**EXERCISE AIM:** The full data must be written out exactly, with every line included.

**DATA TO EXAMINE:**
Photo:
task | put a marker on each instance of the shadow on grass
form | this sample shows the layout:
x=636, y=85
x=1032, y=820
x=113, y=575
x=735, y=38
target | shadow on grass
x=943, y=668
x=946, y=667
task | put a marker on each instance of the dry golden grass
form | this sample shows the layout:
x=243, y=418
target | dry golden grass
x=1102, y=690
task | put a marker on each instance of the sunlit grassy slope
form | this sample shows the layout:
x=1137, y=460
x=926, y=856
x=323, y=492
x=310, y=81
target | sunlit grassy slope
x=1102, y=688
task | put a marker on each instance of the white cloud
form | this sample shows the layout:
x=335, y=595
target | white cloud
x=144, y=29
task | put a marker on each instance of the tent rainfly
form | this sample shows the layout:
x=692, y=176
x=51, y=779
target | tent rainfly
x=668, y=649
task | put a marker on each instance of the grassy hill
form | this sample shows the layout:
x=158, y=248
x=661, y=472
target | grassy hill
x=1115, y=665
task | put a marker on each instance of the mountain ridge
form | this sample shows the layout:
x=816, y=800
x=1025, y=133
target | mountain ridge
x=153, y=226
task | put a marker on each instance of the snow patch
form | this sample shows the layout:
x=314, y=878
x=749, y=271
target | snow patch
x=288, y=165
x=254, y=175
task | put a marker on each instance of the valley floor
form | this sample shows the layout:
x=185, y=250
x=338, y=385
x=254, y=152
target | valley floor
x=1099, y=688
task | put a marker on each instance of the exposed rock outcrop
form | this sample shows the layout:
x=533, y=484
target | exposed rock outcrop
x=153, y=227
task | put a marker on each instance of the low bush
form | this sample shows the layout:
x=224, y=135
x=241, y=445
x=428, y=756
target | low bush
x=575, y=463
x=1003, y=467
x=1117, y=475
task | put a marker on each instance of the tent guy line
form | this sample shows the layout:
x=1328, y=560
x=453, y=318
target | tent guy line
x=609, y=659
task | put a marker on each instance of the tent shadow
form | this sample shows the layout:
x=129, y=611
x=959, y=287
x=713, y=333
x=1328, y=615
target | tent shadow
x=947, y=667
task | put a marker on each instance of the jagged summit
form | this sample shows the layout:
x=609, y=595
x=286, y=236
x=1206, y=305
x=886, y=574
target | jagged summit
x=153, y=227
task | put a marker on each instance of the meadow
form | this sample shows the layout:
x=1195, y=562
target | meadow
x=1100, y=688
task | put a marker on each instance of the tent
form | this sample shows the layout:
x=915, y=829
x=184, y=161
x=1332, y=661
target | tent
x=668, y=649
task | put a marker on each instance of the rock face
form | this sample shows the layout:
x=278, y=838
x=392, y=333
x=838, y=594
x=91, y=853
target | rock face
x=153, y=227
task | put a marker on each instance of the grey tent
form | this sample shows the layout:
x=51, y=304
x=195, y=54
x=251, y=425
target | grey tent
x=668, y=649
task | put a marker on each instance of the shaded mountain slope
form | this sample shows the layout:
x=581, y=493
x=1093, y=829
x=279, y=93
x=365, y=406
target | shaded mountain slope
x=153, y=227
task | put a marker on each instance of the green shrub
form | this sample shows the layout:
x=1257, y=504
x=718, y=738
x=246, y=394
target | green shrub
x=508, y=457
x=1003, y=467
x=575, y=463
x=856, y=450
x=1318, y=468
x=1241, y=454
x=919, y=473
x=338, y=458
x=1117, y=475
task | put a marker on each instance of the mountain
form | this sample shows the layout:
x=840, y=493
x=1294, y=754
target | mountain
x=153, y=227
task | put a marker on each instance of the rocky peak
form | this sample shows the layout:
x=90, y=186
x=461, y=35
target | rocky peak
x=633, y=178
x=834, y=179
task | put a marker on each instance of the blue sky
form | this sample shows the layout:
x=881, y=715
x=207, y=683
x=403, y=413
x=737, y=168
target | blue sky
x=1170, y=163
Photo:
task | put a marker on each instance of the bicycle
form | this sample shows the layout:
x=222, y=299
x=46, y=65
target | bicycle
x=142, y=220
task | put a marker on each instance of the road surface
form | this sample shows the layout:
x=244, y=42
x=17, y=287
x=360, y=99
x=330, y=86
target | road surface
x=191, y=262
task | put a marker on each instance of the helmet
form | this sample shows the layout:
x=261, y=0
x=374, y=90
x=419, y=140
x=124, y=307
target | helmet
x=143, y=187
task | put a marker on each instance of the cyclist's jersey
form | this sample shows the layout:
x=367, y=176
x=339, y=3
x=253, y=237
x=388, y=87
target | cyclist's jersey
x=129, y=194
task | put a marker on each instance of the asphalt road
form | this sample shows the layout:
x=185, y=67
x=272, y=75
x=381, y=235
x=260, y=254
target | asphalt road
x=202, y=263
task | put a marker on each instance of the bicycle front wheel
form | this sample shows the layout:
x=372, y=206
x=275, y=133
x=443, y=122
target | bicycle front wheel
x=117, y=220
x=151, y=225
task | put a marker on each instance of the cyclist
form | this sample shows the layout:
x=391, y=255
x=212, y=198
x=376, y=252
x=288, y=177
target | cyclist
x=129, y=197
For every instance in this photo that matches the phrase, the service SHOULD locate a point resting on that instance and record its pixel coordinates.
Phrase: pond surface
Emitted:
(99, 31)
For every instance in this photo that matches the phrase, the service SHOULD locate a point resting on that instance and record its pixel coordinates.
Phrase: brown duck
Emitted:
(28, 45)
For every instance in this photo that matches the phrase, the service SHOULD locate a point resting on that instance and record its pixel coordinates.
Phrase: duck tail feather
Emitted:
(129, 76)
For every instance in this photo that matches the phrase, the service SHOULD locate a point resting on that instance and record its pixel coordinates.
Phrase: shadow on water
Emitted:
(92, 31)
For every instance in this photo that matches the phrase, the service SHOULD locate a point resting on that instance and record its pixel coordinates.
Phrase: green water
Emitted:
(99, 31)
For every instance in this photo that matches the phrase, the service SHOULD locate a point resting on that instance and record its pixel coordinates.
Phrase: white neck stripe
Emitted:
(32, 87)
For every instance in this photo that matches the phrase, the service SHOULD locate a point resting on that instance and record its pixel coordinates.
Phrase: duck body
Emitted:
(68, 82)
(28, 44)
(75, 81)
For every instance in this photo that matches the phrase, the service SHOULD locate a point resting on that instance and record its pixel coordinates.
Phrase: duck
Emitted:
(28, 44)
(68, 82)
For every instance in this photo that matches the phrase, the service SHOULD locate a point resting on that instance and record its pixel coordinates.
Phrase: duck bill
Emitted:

**RESPONSE TO THIS EXERCISE:**
Photo:
task | put a marker on each instance of the shadow on grass
form | this sample shows the layout:
x=636, y=85
x=1032, y=820
x=113, y=575
x=735, y=38
target | shadow on grass
x=943, y=668
x=946, y=667
task | put a marker on each instance of the dry golden grass
form | this sample shows the layout:
x=243, y=418
target | dry golden grass
x=1102, y=690
task | put a marker on each instance of the sunlit grassy slope
form | this sample shows the layout:
x=1137, y=460
x=926, y=856
x=323, y=492
x=310, y=81
target | sunlit grassy slope
x=1102, y=688
task | put a marker on each instance of the white cloud
form | this sample shows the layout:
x=335, y=595
target | white cloud
x=144, y=29
task | put a marker on each instance of the tent rainfly
form | this sample shows the layout:
x=692, y=176
x=51, y=779
target | tent rainfly
x=668, y=649
task | put a marker on each instance of the grassy hill
form | this sample shows the layout:
x=158, y=248
x=661, y=472
target | grassy hill
x=1115, y=665
task | put a marker on each instance of the mountain ridge
form | this sample shows the layout:
x=816, y=800
x=1025, y=133
target | mountain ridge
x=153, y=226
task | put a marker on each instance of the snow patch
form | this sample shows the layout:
x=314, y=878
x=749, y=271
target | snow patch
x=288, y=165
x=254, y=175
task | put a marker on each instance of the valley floor
form | this sample shows the layout:
x=185, y=250
x=338, y=385
x=254, y=152
target | valley floor
x=1099, y=688
task | put a marker on each instance of the exposed rock outcrop
form | this sample shows the layout:
x=533, y=484
target | exposed rock outcrop
x=153, y=227
task | put a marker on each instance of the low bush
form | this sample shows the layout:
x=224, y=135
x=241, y=445
x=428, y=756
target | low bush
x=575, y=463
x=1003, y=467
x=1117, y=475
task | put a marker on each instance of the tent guy line
form | this sample shows the layout:
x=1328, y=560
x=453, y=318
target | tent guy line
x=609, y=659
task | put a marker on each instance of the tent shadow
form | this sample shows the layout:
x=129, y=611
x=959, y=287
x=713, y=333
x=1328, y=615
target | tent shadow
x=947, y=667
task | put a marker on each instance of the jagged summit
form | this sample shows the layout:
x=609, y=595
x=286, y=236
x=1206, y=305
x=886, y=574
target | jagged summit
x=153, y=227
task | put a marker on each instance of the meadow
form | this sample shows the layout:
x=1195, y=562
target | meadow
x=1100, y=688
task | put a marker on each instance of the tent
form | this sample shows the layout:
x=915, y=829
x=184, y=161
x=1332, y=661
target | tent
x=668, y=649
task | put a marker on each instance of the rock face
form | this sample shows the layout:
x=278, y=838
x=392, y=333
x=838, y=594
x=91, y=853
target | rock face
x=153, y=227
task | put a marker on each instance of the grey tent
form | this sample shows the layout:
x=51, y=304
x=195, y=54
x=251, y=425
target | grey tent
x=668, y=649
task | put a marker on each instance of the shaded mountain slope
form | this sample shows the layout:
x=581, y=493
x=1093, y=829
x=279, y=93
x=365, y=406
target | shaded mountain slope
x=153, y=227
task | put a marker on each instance of the green shrub
form | this sample shows the layout:
x=1257, y=504
x=718, y=738
x=246, y=394
target | green shrub
x=508, y=457
x=1003, y=467
x=575, y=463
x=856, y=450
x=1318, y=468
x=1241, y=454
x=919, y=473
x=338, y=458
x=1117, y=475
task | put a marker on each instance of the mountain
form | this sample shows the layout:
x=840, y=493
x=1294, y=754
target | mountain
x=153, y=227
task | put a marker on each instance of the rocky peak
form | this sample shows the layout:
x=90, y=186
x=461, y=35
target | rocky peak
x=633, y=178
x=834, y=179
task | put a marker on each instance of the blue sky
form | this sample shows the layout:
x=881, y=715
x=207, y=683
x=403, y=413
x=737, y=168
target | blue sky
x=1170, y=163
Photo:
task | put a marker on each instance of the bicycle
form | this sample shows the layout:
x=222, y=299
x=46, y=65
target | bicycle
x=142, y=220
task | put a marker on each instance of the road surface
form | this sample shows the layout:
x=244, y=42
x=17, y=287
x=360, y=99
x=330, y=86
target | road surface
x=191, y=262
task | put a marker on each instance of the helmet
form | this sample shows the layout:
x=261, y=0
x=374, y=90
x=419, y=140
x=124, y=307
target | helmet
x=143, y=187
task | put a marker on each instance of the cyclist's jersey
form | this sample shows the layout:
x=367, y=176
x=339, y=3
x=253, y=237
x=388, y=87
target | cyclist's jersey
x=129, y=194
task | put a marker on each instance of the asphalt road
form | this sample shows the layout:
x=185, y=67
x=272, y=75
x=381, y=235
x=260, y=254
target | asphalt road
x=202, y=263
task | put a marker on each instance of the bicycle front wheel
form | this sample shows the layout:
x=372, y=206
x=275, y=133
x=443, y=122
target | bicycle front wheel
x=117, y=220
x=151, y=225
task | put a marker on each instance of the cyclist
form | this sample shows the layout:
x=391, y=255
x=212, y=198
x=376, y=252
x=288, y=177
target | cyclist
x=129, y=197
For every instance in this photo that matches the phrase, the service SHOULD locate a point resting on that instance and record its pixel coordinates.
Phrase: pond surface
Emitted:
(99, 31)
For every instance in this photo that matches the phrase, the service SHOULD locate a point resting on that instance and record its pixel coordinates.
Phrase: brown duck
Emitted:
(28, 45)
For every instance in this photo that matches the phrase, the service SHOULD locate a point resting on that instance and record its pixel coordinates.
Phrase: duck tail feather
Emitted:
(129, 76)
For every instance in this photo that matches the phrase, the service SHOULD locate a point resting on that instance and record its pixel coordinates.
Phrase: shadow on water
Emitted:
(92, 31)
For every instance in this photo that matches the phrase, the service SHOULD locate a point resting on that instance and record its pixel coordinates.
Phrase: green water
Emitted:
(99, 31)
For every instance in this photo that matches the phrase, the service SHOULD locate a point resting on that instance and record its pixel coordinates.
Phrase: white neck stripe
Emitted:
(32, 87)
For every instance in this photo that matches the phrase, the service SHOULD locate a point resting on that instance and record its pixel coordinates.
Phrase: duck body
Emitted:
(68, 82)
(28, 44)
(75, 81)
For every instance in this photo that matches the phrase, the service SHOULD locate a point resting on that instance and record its pixel coordinates.
Phrase: duck
Emitted:
(28, 44)
(68, 82)
For every instance in this photo that matches the phrase, the service SHOULD locate a point resting on that instance and record its pixel coordinates.
Phrase: duck bill
Emitted:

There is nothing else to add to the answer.